SHORT TASK 1
Pull out every line of the records below that contains the string "Target".

PAGE EXCERPT

— Start —

This review of the "spectral nested dissection" technique begins with the description of a constituent "spectral dissection" [2] technique which divides the solution of [G][v]= [In] between two processors. In this technique, a set of nodes is determined, the removal of which divides the overall matrix [G] into two disconnected parts. In the terminology of graph theory, the set of nodes constitute a "vertex separator". A good "vertex separator" is one that has a small number of nodes and separates the remaining nodes into two groups of approximately the same size.

In spectral dissection [2], a "Laplacian" matrix [Q] is prepared corresponding to the particular symmetric positive definite matrix [G] being considered. The matrix [Q] has the same dimension as the corresponding [G]. With respect to content, the matrix [Q] has diagonal elements of value "n" where "n" is equal to the number of non-zero off-diagonal elements in the particular corresponding row (or column) of [G]. The matrix [Q] also has off-diagonal elements of value -1 wherever the corresponding [G] matrix has an off-diagonal element that is non-zero. The remaining elements of [Q] are equal to zero. Assuming that all nodes in the matrix [G] are

connected together through conductance, the first eigenvalue of [Q] is 0.0 and the remaining eigenvalues are positive. The smallest positive eigenvalue has a corresponding eigenvector referred to as the "Fiedler" vector [1]. The median value of the elements of the Fiedler vector can readily be found. Also, each node number in the matrices [Q] and [G] has a corresponding element in the Fiedler vector. The separation algorithm [1] proceeds by identifying a group of nodes X' which have corresponding values in the Fiedler vector which are less than the median value of the Fiedler vector. Remaining nodes, not in the group X', are placed in another group, Y'. If several elements of the Fiedler vector are equal to the median, corresponding nodes are shifted from one group to the other group until the number of nodes in each group differs by, at most, 1. The [G] matrix is thus partitioned into two groups of nodes, X' and Y'. The algorithm proceeds by finding a subset of X' and a subset of Y' respectively referred to herein as X" and Y". For a node in X' to be in the subset X", the node in X' must share a non-zero off-diagonal entry (a g connection) in the [G] matrix with a node in the Y' node group. Nodes in the Y' group gain membership in the Y" subset in a similar manner. In graph theory terminology, the nodes X" and Y" (vertices) and the g connections (edges) form a bipartite graph. A typical bipartite graph is shown in Figure 2 with the X" node (vertex) group on the left and the Y" node (vertex) group on the right joined by g connections (edges) illustrated as lines. Either the X" group or the Y" group can be used as a "vertex separator", the removal of which partitions [G]. However, often there exists a vertex separator with some nodes in X" and some nodes in Y" which contains fewer nodes than either the X" group or the Y" group. This minimum size vertex separator is referred to as the "minimum cover" of a bipartite graph and is found in conjunction with finding the "maximum matching" of the bipartite graph [1].

— End —

SHORT TASK 2
Resume the excerpt on spectral nested dissection above, starting right after its final sentence.

DATA SUPPLIED

— Start —

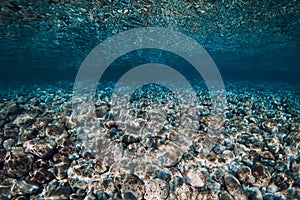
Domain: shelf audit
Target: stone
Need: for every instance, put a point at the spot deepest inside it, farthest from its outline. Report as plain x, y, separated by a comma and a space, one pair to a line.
226, 196
42, 148
234, 188
261, 175
130, 186
156, 189
13, 108
8, 144
24, 188
195, 177
244, 174
55, 132
11, 130
24, 120
270, 126
17, 163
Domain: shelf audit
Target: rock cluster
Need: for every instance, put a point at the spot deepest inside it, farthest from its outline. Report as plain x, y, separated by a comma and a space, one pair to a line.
256, 156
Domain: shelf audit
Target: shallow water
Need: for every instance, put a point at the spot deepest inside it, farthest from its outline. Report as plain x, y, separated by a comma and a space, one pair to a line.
235, 136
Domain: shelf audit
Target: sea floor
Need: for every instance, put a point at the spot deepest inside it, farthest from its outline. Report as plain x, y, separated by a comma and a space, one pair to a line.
47, 154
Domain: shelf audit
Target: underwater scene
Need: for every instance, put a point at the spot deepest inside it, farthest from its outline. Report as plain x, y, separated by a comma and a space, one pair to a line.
150, 99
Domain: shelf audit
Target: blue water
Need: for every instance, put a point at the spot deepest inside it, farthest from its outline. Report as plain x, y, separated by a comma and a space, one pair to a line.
46, 41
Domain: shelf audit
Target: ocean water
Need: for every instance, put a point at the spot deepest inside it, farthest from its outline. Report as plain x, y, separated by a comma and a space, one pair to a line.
226, 129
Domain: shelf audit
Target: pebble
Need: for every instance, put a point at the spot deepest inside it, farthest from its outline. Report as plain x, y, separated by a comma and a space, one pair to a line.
234, 188
156, 189
43, 157
42, 148
17, 163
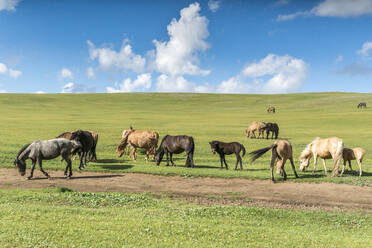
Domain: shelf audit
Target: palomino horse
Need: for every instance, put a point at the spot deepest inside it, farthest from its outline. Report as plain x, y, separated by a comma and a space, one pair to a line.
176, 144
138, 139
325, 149
353, 154
223, 149
40, 150
253, 127
271, 109
281, 150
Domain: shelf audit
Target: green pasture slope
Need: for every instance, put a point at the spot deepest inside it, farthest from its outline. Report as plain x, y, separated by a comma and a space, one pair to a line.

— End —

ANSWER 1
Target: stone
Target: rock cluster
Target: shallow water
Target: sea floor
Target: underwater scene
Target: blue water
Target: ocean water
Target: pebble
Target: palomino horse
Target: green pasture slope

ANSWER 2
Fig. 2. A Typical Bipartite Graph

In Figure 3a), the vertex separator nodes, re-ordered into the largest node number locations of the matrix are illustrated as the X/Y portion of the matrix. The two separated node groups, X and Y, are associated with the portion of the matrix marked respectively as X and Y that are located to the left of the X/Y portion. The nodes in each of the separated groups are re-numbered so as to be consecutively placed. The separated X and Y node groups are only connected through the vertex separator nodes X/Y. This is illustrated in Figure 3a) by the absence of matrix entries in the portion of the matrix marked "nil". Due to the lack of connection in the matrix to the left of the separator nodes, it is possible to think of the portion of the matrix to the left of the separator nodes as 2 parallel matrices as illustrated in Figure 3b).



Fig. 3a).Normal Planar Representation of a Matrix from Spectral Dissection



Fig. 3b). Parallel Representation of a Matrix from Spectral Dissection

Consequently, if there are "a" nodes in the separated node group X as shown in Figure 3b), then one processor core (X processor) can be used to perform a right-looking Cholesky decomposition on X for the "a" columns in X according to the decomposition operation, DECOMP(1:a) described in the Appendix. Simultaneously, if there are "b" nodes in the separated node group Y, then another processor core (Y processor) can be used in parallel to perform a right-looking Cholesky decomposition on the Y area illustrated in Figure 3b). Each of the processors can keep track of the net change on locations in X/Y due to subtractions that occur in the rightlooking DECOMP(1:a) and DECOMP(1:b) operations. Subsequently only one processor proceeds to do the decomposition operation on the X/Y area which contains "c" columns. If the X processor will do the decomposition for the X/Y area, then the Y processor sends a list of adjustments for the X/Y area to the X processor. The X processor makes the listed adjustments to the X/Y area. If we number the first column of X/Y as "d", then the X processor does the decomposition operation DECOMP(d:d+c-1) on the X/Y area.

To obtain a solution for [G][v] = [In], the decomposition operation must be followed by forward and backward operations. Fortunately, these can also be done in parallel for the X and Y areas.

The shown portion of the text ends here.